What is asked:
Please quote only the lines that start at the one with "of the leaping" and go on to the last line of the data, both ends kept.

Given records:
= = = = = = =

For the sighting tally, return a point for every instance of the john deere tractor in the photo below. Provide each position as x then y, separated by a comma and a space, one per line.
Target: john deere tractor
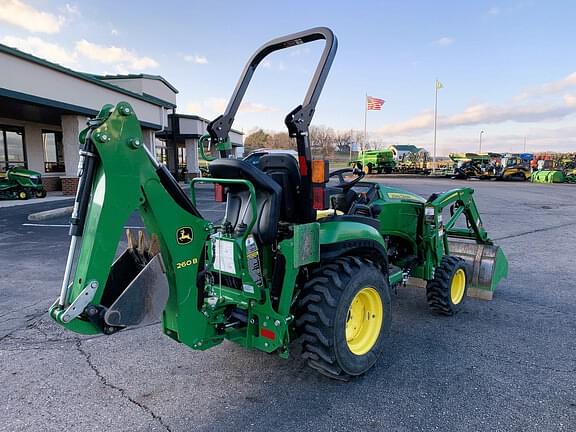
301, 255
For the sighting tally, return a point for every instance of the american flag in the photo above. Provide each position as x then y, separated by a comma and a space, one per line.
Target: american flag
374, 104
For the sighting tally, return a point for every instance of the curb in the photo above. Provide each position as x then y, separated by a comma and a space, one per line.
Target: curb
50, 214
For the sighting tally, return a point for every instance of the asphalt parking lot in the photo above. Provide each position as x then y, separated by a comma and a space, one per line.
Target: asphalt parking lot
508, 364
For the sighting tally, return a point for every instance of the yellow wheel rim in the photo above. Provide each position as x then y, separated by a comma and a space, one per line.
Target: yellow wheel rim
364, 321
457, 287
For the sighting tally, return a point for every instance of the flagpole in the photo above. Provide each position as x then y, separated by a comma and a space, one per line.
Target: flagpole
435, 122
365, 115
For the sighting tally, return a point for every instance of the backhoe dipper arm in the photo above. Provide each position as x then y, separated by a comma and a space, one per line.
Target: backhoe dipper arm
103, 295
298, 120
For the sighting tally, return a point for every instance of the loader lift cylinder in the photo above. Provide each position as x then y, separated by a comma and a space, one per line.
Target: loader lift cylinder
86, 169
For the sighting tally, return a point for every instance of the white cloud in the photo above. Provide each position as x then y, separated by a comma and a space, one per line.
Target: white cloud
212, 106
252, 107
553, 87
481, 114
123, 59
196, 59
20, 14
38, 47
72, 10
279, 66
443, 41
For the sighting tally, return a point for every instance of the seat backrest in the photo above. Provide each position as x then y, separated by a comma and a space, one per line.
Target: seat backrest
268, 197
283, 168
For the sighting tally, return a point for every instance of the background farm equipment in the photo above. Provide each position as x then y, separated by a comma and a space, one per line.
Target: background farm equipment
20, 183
376, 161
413, 163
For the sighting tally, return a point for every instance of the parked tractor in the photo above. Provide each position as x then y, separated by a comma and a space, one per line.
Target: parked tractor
301, 255
20, 183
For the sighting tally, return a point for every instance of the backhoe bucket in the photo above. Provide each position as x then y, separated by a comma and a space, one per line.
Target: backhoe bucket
487, 266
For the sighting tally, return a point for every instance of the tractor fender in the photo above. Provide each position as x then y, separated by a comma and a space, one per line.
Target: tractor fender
341, 235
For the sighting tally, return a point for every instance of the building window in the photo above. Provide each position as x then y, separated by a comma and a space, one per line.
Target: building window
53, 151
12, 151
181, 158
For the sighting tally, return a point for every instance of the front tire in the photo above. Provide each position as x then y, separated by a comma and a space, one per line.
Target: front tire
446, 292
344, 316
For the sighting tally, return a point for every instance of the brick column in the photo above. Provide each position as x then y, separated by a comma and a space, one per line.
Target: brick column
71, 127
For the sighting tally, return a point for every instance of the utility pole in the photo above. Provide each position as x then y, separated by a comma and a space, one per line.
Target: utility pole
437, 86
435, 123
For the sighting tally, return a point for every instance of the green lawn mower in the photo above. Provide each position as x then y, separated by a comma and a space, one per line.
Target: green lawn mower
20, 183
301, 255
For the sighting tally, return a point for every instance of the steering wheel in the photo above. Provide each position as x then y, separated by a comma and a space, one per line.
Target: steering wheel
343, 184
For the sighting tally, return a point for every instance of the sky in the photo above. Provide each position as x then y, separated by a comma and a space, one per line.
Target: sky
508, 67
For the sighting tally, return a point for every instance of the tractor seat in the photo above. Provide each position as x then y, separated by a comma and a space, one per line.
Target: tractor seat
268, 197
283, 168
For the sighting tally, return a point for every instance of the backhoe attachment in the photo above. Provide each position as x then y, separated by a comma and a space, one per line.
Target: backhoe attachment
154, 277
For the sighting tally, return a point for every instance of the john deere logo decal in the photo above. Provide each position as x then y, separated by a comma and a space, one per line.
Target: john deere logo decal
184, 235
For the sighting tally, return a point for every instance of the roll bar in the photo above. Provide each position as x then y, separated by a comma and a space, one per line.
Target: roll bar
220, 127
298, 120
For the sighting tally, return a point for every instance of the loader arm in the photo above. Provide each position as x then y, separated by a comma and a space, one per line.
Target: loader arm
461, 202
118, 177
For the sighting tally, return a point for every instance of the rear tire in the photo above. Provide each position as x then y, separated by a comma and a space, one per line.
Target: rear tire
447, 291
343, 317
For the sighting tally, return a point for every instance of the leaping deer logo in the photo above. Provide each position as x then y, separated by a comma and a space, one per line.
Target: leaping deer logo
184, 235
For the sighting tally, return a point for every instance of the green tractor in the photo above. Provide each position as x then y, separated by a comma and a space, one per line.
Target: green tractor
20, 183
300, 255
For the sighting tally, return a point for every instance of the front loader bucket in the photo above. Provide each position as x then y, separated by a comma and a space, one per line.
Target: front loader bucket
487, 266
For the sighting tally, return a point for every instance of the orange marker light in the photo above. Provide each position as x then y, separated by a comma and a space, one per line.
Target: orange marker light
319, 171
268, 334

= = = = = = =

Output of the exercise:
For the sighting tally, return a point for every instance of the leaping deer logo in the photo above. Provide each position as x then y, separated by a comma and a space, one per line.
Target: leaping deer logo
184, 235
For the sighting tally, return a point for every instance of the green tractor in the photo above. Provide each position as x then y, separated by a comma and a space, one per line.
Target: green tractor
20, 183
300, 255
For the sighting tally, return a point for every instance of the front loader bucket in the photo above. Provide each position as x then y, separated by a comma and a space, one per line.
Target: front loader bucket
487, 266
For the sighting tally, return a point for every instance of the orange marker light in the photo above. Provide each position as x then y, separated by a comma and a space, one per line.
Target: orange marker light
319, 171
268, 334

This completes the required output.